> **Passage for review**
----

Structure of the two distinct types of minichromosomes that are assembled on DNA injected in Xenopus oocytes

DNA injected into germinal vesicles of Xenopus oocytes is assembled into two distinct types of minichromosomes. One type is soluble and behaves like conventional nucleosomal chromatin. The other type is insoluble, is sensitive to DNAase I and to micrococcal nuclease, lacks a canonical nucleosome repeat, and generates a half-nucleosome size limit digest with micrococcal nuclease. We suggest that these peculiar minichromosomes may be the ones that display the unconstrained, "dynamic" DNA supercoils in the living oocyte.     

Mechanism of chromatin assembly in Xenopus oocytes

We have analyzed the chromatin assembly reaction catalyzed by the Xenopus oocyte extract (S-150). A 50 S complex is formed upon mixing the 17 S pUC DNA and the S-150. Mature histones are not detected in this complex, which contains relaxed DNA and protein, and generates subnucleosomal 7 S particles upon digestion with micrococcal nuclease. The relaxed nucleoprotein is gradually supercoiled into nucleosomal chromatin in the S-150, via a pathway that requires ATP and is blocked by novobiocin, and this process is accompanied by the appearance of mature histones H3 and H4. Isolated complexes also supercoil in vitro, which implies the complex is a kit that contains histone precursors, as well as topoisomerases and other enzymes required for assembly. We discuss the biological implications of these findings.

----

> **Data segment**
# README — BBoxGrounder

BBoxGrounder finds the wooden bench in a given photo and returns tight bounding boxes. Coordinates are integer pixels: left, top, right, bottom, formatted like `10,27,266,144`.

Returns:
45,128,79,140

----

> **Work item**
List each property that the text on Xenopus oocyte chromatin attributes to the insoluble type of minichromosome.

> **Response**
- Insoluble
- Sensitive to DNAase I
- Sensitive to micrococcal nuclease
- Lacks a canonical nucleosome repeat
- Generates a half-nucleosome size limit digest with micrococcal nuclease